*TASK OBJECTIVE*:
Which lines in the records below contain the word "query"? List each of them in full.

Position annotation records:
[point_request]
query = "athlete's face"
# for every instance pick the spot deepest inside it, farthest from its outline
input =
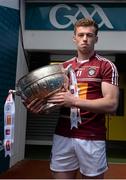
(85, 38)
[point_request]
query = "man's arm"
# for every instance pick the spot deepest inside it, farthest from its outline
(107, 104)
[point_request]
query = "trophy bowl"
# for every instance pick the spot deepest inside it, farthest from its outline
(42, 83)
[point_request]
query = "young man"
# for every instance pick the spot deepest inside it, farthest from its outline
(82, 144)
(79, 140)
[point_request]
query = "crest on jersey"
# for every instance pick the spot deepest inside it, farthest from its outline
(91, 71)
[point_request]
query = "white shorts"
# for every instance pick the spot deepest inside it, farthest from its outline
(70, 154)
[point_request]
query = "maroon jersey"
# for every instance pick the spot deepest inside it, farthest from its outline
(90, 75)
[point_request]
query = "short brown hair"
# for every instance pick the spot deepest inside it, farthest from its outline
---
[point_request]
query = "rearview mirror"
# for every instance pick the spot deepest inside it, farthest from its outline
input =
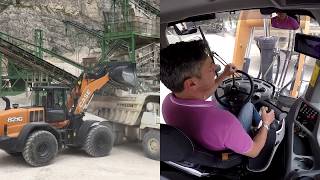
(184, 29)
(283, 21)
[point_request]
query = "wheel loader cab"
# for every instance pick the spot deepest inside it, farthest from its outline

*REPLY*:
query = "athlete's face"
query = "man's arm"
query = "trophy bowl"
query = "young man"
query = "crest on jersey"
query = "white shorts"
query = "maroon jersey"
query = "short brown hair"
query = "rearview mirror"
query = "wheel loader cab"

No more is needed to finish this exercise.